§ What the task asks: Convert the lines below into a two-column CSV with the headers input and output. Give one row for each line asking for points, put that line's text under input and all the coordinate lines after it under output, wrap each field in double quotes, and replace any line breaks with spaces.

§ Records for the exercise:
++++++++

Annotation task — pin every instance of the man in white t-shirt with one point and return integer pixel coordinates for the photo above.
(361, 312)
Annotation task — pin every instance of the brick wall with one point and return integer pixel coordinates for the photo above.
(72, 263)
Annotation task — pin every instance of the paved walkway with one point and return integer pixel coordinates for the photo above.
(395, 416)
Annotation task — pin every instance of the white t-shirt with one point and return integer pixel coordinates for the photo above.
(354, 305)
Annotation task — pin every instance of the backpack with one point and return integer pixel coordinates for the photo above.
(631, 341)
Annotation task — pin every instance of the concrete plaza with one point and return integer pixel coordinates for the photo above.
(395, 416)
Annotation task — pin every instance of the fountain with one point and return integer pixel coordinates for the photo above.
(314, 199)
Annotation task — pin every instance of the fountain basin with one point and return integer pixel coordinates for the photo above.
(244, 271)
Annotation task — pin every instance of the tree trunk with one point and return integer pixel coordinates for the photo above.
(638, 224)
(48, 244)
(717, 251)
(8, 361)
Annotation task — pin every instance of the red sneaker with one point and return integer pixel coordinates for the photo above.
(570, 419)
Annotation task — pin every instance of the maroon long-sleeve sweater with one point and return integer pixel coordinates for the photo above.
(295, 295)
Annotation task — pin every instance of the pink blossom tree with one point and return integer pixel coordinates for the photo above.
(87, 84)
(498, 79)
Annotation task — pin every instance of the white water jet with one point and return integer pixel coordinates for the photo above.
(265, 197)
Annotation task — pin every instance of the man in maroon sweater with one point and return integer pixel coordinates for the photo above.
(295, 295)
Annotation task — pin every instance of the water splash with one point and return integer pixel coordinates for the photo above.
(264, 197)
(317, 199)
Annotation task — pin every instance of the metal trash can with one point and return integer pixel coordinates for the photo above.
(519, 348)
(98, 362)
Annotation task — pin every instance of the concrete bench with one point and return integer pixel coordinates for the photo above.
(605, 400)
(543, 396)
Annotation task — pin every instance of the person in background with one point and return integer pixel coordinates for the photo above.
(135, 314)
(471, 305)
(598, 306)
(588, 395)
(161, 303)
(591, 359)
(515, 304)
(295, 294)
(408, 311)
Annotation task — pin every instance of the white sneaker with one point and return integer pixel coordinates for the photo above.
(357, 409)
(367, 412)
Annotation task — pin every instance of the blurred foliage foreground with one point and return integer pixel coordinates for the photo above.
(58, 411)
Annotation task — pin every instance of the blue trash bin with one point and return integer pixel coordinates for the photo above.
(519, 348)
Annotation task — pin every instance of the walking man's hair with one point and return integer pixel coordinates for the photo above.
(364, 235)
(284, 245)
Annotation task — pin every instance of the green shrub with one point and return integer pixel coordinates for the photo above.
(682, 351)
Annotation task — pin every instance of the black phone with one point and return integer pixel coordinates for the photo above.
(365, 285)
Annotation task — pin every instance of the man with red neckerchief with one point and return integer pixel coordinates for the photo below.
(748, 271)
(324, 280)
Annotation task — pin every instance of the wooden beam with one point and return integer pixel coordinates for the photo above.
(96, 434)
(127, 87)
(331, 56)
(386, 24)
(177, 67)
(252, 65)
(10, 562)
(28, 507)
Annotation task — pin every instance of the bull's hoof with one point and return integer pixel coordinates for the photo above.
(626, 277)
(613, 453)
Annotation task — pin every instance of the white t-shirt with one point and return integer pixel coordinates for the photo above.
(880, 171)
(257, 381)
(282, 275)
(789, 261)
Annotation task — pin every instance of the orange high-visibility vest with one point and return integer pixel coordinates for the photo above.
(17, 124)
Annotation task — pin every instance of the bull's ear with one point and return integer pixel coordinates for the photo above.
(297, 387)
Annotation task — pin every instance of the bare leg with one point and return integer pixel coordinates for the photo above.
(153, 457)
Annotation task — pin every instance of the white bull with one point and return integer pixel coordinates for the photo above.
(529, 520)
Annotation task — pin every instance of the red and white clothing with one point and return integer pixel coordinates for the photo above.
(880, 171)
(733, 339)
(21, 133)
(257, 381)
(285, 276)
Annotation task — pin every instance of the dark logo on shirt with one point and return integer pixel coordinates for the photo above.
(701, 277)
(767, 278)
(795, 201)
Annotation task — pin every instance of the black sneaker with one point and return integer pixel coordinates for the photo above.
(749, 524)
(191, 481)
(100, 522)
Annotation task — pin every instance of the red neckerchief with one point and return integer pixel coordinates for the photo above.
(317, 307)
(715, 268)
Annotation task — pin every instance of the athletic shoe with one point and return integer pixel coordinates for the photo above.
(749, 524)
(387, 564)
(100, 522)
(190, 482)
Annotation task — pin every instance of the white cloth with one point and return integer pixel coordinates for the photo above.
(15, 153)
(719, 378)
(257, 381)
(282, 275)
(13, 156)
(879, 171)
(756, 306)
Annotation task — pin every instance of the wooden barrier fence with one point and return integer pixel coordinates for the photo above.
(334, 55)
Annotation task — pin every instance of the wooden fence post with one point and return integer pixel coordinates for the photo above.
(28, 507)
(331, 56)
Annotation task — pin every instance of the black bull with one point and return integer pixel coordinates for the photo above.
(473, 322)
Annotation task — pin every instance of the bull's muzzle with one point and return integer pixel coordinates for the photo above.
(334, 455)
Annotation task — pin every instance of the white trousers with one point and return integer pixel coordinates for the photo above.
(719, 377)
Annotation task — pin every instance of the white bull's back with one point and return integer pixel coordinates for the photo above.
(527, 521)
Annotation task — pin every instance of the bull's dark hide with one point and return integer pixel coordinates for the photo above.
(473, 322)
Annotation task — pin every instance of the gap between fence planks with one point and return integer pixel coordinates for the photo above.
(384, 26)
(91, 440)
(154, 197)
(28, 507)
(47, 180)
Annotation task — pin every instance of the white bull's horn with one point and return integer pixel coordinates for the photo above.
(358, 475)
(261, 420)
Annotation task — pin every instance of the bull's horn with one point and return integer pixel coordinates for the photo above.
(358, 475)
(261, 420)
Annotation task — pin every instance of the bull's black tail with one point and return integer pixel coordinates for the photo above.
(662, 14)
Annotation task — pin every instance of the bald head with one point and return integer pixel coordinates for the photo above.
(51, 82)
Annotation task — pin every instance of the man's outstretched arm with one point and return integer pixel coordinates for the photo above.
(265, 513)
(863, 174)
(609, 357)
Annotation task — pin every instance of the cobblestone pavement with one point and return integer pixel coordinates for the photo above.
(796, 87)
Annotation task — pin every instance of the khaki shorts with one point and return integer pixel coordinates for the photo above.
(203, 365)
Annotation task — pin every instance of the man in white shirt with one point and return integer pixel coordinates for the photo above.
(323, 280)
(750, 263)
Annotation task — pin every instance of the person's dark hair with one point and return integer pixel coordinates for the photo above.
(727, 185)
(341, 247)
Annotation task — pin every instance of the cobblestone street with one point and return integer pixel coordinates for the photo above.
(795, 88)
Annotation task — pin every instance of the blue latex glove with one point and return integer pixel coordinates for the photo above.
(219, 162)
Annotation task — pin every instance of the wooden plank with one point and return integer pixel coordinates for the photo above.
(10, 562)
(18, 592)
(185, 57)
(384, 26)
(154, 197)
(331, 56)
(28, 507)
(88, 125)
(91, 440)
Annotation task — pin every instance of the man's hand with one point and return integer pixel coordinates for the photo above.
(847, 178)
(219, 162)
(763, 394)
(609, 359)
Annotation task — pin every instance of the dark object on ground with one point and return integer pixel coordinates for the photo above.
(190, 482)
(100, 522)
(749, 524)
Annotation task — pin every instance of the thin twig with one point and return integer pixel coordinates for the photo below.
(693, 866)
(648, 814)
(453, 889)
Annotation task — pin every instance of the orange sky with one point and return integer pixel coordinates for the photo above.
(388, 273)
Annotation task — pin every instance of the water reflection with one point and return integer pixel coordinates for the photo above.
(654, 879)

++++++++

§ The output:
input,output
"Annotation task — pin every instance of the man in white t-shirt with one point and return integer pixel coordinates for the photo above.","(361, 312)"
"Annotation task — pin every instance of the brick wall with one point and return integer pixel coordinates for the photo above.","(72, 263)"
"Annotation task — pin every instance of the paved walkway with one point and return integer pixel coordinates for the photo above.","(395, 416)"
"Annotation task — pin every instance of the white t-shirt with one point and return integer pixel coordinates for the photo above.","(354, 305)"
"Annotation task — pin every instance of the backpack with one point and return integer pixel coordinates for the photo above.","(631, 341)"
"Annotation task — pin every instance of the concrete plaza with one point and return integer pixel coordinates for the photo above.","(395, 416)"
"Annotation task — pin every instance of the fountain with one point and return integer pixel coordinates for the photo above.","(314, 199)"
"Annotation task — pin every instance of the fountain basin with one point and return integer pixel coordinates for the photo above.","(244, 271)"
"Annotation task — pin every instance of the tree trunk with one point and return integer pixel coordinates for the photo above.","(638, 224) (48, 244) (717, 251) (8, 361)"
"Annotation task — pin every instance of the red sneaker with one point and return integer pixel coordinates for the photo above.","(570, 419)"
"Annotation task — pin every instance of the maroon long-sleeve sweater with one point and return integer pixel coordinates for the photo above.","(295, 295)"
"Annotation task — pin every instance of the pink blossom tree with one point and return integer pixel coordinates for the photo above.","(87, 84) (498, 79)"
"Annotation task — pin every instance of the white water jet with one point and return integer pixel coordinates for the photo above.","(265, 197)"
"Annotation task — pin every instance of the man in maroon sweater with one point and return integer pixel coordinates for the photo above.","(295, 295)"
"Annotation task — pin every instance of the water splash with one point and return integer pixel coordinates for the photo above.","(264, 197) (317, 199)"
"Annotation task — pin every instance of the metal trash can with one point and return integer pixel coordinates for the photo above.","(519, 348) (98, 362)"
"Annotation task — pin every instance of the concrete bench with one point and return integer pixel coordinates for the photo above.","(605, 400) (543, 396)"
"Annotation task — pin every instance of the person in background with one point and return integer pixel coordinates for the photo above.","(135, 314) (471, 305) (598, 306) (588, 395) (161, 303) (591, 359) (515, 304) (295, 294) (408, 311)"
"Annotation task — pin every instance of the white sneaker with one point and return integer pixel coordinates for the photo above.","(357, 409) (367, 412)"
"Annotation task — pin every instance of the blurred foliage foreground with one point and return integer pixel coordinates for the photo above.","(58, 411)"
"Annotation task — pin every instance of the blue trash bin with one point and return integer pixel coordinates for the photo above.","(519, 348)"
"Annotation task — pin every instance of the walking man's hair with one point and return integer pixel coordinates for the photo above.","(364, 235) (284, 245)"
"Annotation task — pin every instance of the green shrub with one point and return integer pixel coordinates for the photo above.","(682, 351)"
"Annotation task — pin every instance of the black phone with one point and return integer pixel coordinates for the photo above.","(365, 285)"
"Annotation task — pin every instance of the man with red neckerchief with one point and return integer pixel coordinates for the photo below.","(748, 271) (324, 280)"
"Annotation task — pin every instance of the wooden beam with one point and return integer pixel coordinates for the photo above.","(96, 434) (127, 87) (331, 56) (386, 24) (177, 67) (252, 65) (10, 562) (28, 507)"
"Annotation task — pin every instance of the bull's hoof with one point and return integer pixel coordinates for the photo above.","(626, 277) (613, 453)"
"Annotation task — pin every instance of the white t-shirt with one point and return integer pixel coordinates for the photo above.","(880, 171) (257, 381) (282, 275) (789, 261)"
"Annotation task — pin every instance of the orange high-visibility vest with one point and return integer pixel coordinates for the photo above.","(17, 124)"
"Annotation task — pin every instance of the bull's ear with one point and return integer pixel coordinates for the photo above.","(297, 387)"
"Annotation task — pin every instance of the bare leg with one point and return integer pixel coordinates for the photo above.","(153, 457)"
"Annotation task — pin every instance of the white bull with one point and return integer pixel coordinates for the photo above.","(529, 520)"
"Annotation task — pin every instance of the red and white clothing with one point and return integer pixel coordinates for the photo above.","(880, 171) (733, 339) (21, 133) (257, 381) (285, 276)"
"Annotation task — pin every instance of the dark logo on shirt with one point and return integer pixel coordinates for the photo above.","(701, 277) (767, 278) (795, 201)"
"Annotation task — pin every instance of the black sneaker with one point and return integer pixel coordinates for the photo above.","(749, 524) (191, 481) (100, 522)"
"Annotation task — pin every instance of the red neckerchief with one point and return integer pixel coordinates for the photo above.","(317, 307) (715, 268)"
"Annotation task — pin every instance of the athletic shoe with one point and return integer pixel coordinates for the photo above.","(749, 524) (387, 564) (100, 522) (190, 482)"
"Annotation task — pin every instance of the white cloth with one point and return integer pixel coordinates for the photo above.","(15, 153) (719, 378) (257, 381) (282, 275) (13, 156) (879, 171) (756, 306)"
"Annotation task — pin every instance of the wooden barrier fence with one point and return integer pixel coordinates for the photo above.","(334, 55)"
"Annotation task — pin every instance of the wooden fence post with one point and return integer pixel coordinates for the photo above.","(28, 507) (331, 56)"
"Annotation task — pin every instance of the black bull with one point and return integer pixel coordinates for the photo above.","(473, 322)"
"Annotation task — pin every instance of the bull's muzzle with one point and return integer pixel coordinates for the photo above.","(334, 455)"
"Annotation task — pin every instance of the white trousers with one point and return integer pixel coordinates for the photo above.","(719, 377)"
"Annotation task — pin every instance of the white bull's back with one point and return integer pixel coordinates for the photo above.","(527, 521)"
"Annotation task — pin every instance of the bull's dark hide with one point and return integer pixel coordinates for the photo above.","(473, 322)"
"Annotation task — pin every instance of the gap between fence planks with one point and return integer pixel coordinates for the photo above.","(384, 26) (91, 440) (154, 197) (28, 507) (47, 180)"
"Annotation task — pin every instance of the white bull's horn with one point and return integer pixel coordinates for the photo above.","(358, 475) (261, 420)"
"Annotation task — pin every instance of the bull's horn with one point and return integer pixel coordinates for the photo above.","(358, 475) (261, 420)"
"Annotation task — pin every instance of the bull's black tail with one point and return integer pixel coordinates for the photo above.","(662, 14)"
"Annotation task — pin every instance of the bald head with one point and return integer pixel coordinates for the photo above.","(51, 82)"
"Annotation task — pin every instance of the man's outstretched arm with one point and return integer pixel coordinates for the photo above.","(265, 513) (863, 174) (609, 357)"
"Annotation task — pin every instance of the cobblestone pavement with one point and return integer pixel coordinates for the photo above.","(796, 87)"
"Annotation task — pin every instance of the khaki shorts with one point and return integer pixel coordinates for the photo above.","(203, 365)"
"Annotation task — pin every instance of the man in white shirt with one point and return integer pixel coordinates for the photo above.","(323, 280) (750, 263)"
"Annotation task — pin every instance of the person's dark hair with one point and return integer pixel coordinates for the photo above.","(727, 185) (341, 247)"
"Annotation task — pin every instance of the cobblestone street with one point and return integer pixel coordinates for the photo above.","(795, 88)"
"Annotation task — pin every instance of the blue latex glove with one point and return integer pixel coordinates for the photo above.","(219, 162)"
"Annotation task — pin every instance of the wooden plank with one point and return integer pixel coordinates for the photo above.","(10, 562) (18, 592) (185, 57) (384, 26) (154, 197) (331, 56) (28, 507) (88, 125) (91, 440)"
"Annotation task — pin every instance of the man's hand with one point and return integer pixel coordinates for the photo above.","(847, 178) (219, 162) (763, 394) (609, 359)"
"Annotation task — pin every instance of the dark object on ground with one point and return integer pixel coordinates for the photo above.","(190, 482) (100, 522) (749, 524)"
"Annotation task — pin every instance of the thin twig with one point and return integer pixel coordinates for the photo below.","(693, 866) (648, 814) (453, 889)"
"Annotation task — pin every instance of the orange sky with one point and return integer pixel coordinates for the photo above.","(388, 273)"
"Annotation task — pin every instance of the water reflection with one point and return integer pixel coordinates for the photo above.","(654, 879)"